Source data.
::::

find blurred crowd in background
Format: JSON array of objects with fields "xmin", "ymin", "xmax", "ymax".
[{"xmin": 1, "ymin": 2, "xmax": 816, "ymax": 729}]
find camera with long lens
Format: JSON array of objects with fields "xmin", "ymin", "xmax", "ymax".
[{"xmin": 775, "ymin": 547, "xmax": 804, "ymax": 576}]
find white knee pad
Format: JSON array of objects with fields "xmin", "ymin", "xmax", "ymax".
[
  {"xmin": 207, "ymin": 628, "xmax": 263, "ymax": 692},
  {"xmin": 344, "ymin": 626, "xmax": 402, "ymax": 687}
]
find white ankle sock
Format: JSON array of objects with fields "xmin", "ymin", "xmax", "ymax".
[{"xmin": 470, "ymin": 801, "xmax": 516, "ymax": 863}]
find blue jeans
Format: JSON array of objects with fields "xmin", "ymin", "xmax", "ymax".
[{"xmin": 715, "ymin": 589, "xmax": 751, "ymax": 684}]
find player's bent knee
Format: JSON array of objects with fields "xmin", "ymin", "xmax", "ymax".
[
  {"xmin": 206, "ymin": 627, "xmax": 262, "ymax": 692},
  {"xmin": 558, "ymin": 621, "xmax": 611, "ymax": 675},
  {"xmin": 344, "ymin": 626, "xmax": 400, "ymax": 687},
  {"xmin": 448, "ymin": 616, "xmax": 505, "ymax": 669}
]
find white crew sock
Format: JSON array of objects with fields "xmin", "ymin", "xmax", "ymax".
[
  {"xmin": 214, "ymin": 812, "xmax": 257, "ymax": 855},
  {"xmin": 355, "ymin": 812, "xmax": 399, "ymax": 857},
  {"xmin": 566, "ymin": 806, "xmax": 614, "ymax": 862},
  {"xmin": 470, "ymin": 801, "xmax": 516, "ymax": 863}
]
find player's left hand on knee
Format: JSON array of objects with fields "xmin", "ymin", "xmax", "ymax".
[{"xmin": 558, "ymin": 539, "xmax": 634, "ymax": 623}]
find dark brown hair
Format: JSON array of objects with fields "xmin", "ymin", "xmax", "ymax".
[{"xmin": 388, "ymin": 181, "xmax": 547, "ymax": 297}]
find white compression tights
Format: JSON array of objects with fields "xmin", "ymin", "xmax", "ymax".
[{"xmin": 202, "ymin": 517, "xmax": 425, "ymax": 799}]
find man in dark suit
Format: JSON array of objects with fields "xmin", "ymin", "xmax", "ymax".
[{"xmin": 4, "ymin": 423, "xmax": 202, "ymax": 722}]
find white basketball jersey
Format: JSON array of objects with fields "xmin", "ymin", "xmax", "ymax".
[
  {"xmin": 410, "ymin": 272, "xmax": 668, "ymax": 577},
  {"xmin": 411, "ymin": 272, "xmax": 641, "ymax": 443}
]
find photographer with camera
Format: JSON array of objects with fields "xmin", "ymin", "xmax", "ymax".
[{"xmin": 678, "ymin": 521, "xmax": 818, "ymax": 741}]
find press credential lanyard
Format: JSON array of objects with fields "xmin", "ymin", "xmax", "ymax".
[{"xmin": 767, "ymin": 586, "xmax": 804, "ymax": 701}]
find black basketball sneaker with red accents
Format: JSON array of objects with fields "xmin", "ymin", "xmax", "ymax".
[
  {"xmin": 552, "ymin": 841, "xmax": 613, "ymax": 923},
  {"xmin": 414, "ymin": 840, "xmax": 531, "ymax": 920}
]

::::

Exercise description. All of the lines above should be returned exactly as written.

Result for this exercise.
find blurred crowd in background
Format: JSON array of objects with fields "xmin", "ymin", "xmax", "ymax".
[{"xmin": 1, "ymin": 2, "xmax": 816, "ymax": 729}]
find camera with long lens
Format: JSON array of objects with fields "xmin", "ymin", "xmax", "ymax".
[{"xmin": 775, "ymin": 547, "xmax": 804, "ymax": 576}]
find white knee pad
Format: JSON array of objects with fields "xmin", "ymin", "xmax", "ymax".
[
  {"xmin": 207, "ymin": 628, "xmax": 263, "ymax": 692},
  {"xmin": 344, "ymin": 626, "xmax": 402, "ymax": 687}
]
find white ankle sock
Format: JSON array of objects with fields "xmin", "ymin", "xmax", "ymax".
[{"xmin": 470, "ymin": 801, "xmax": 516, "ymax": 863}]
find blue jeans
Format: JSON array of objects with fields "xmin", "ymin", "xmax", "ymax".
[{"xmin": 715, "ymin": 589, "xmax": 751, "ymax": 684}]
find player's bent knee
Format: JSON array of objects with fields "xmin", "ymin", "xmax", "ymax".
[
  {"xmin": 206, "ymin": 627, "xmax": 262, "ymax": 692},
  {"xmin": 558, "ymin": 621, "xmax": 611, "ymax": 675},
  {"xmin": 344, "ymin": 626, "xmax": 400, "ymax": 687},
  {"xmin": 448, "ymin": 616, "xmax": 505, "ymax": 669}
]
find white crew sock
Format: JSON array of objects with fields "xmin", "ymin", "xmax", "ymax".
[
  {"xmin": 214, "ymin": 812, "xmax": 257, "ymax": 855},
  {"xmin": 355, "ymin": 812, "xmax": 399, "ymax": 857},
  {"xmin": 566, "ymin": 806, "xmax": 614, "ymax": 862},
  {"xmin": 470, "ymin": 801, "xmax": 516, "ymax": 863}
]
find player's left hand on knee
Format: JSON array of objects with fields "xmin", "ymin", "xmax", "ymax".
[{"xmin": 558, "ymin": 539, "xmax": 634, "ymax": 623}]
find dark brown hair
Format: JSON array of objects with fields "xmin", "ymin", "xmax", "ymax".
[{"xmin": 388, "ymin": 181, "xmax": 547, "ymax": 297}]
find white compression tights
Format: JSON array of objects with fields "xmin", "ymin", "xmax", "ymax".
[{"xmin": 202, "ymin": 517, "xmax": 425, "ymax": 799}]
find man in dark suit
Format: JSON array of objects with fields "xmin", "ymin", "xmax", "ymax".
[{"xmin": 4, "ymin": 423, "xmax": 202, "ymax": 722}]
find white basketball jersey
Format: JSON array of objects with fields "xmin", "ymin", "xmax", "ymax".
[
  {"xmin": 410, "ymin": 272, "xmax": 668, "ymax": 577},
  {"xmin": 411, "ymin": 272, "xmax": 641, "ymax": 443}
]
find photographer with camera
Format: JSON array of objects with fields "xmin", "ymin", "xmax", "ymax".
[{"xmin": 678, "ymin": 521, "xmax": 818, "ymax": 741}]
find press credential lanyard
Format: JSON array of objects with fields "xmin", "ymin", "xmax", "ymax".
[{"xmin": 767, "ymin": 586, "xmax": 804, "ymax": 701}]
find black basketball sneaker with red accents
Format: JSON array of objects with fields "xmin", "ymin", "xmax", "ymax".
[
  {"xmin": 552, "ymin": 841, "xmax": 613, "ymax": 923},
  {"xmin": 414, "ymin": 840, "xmax": 531, "ymax": 920}
]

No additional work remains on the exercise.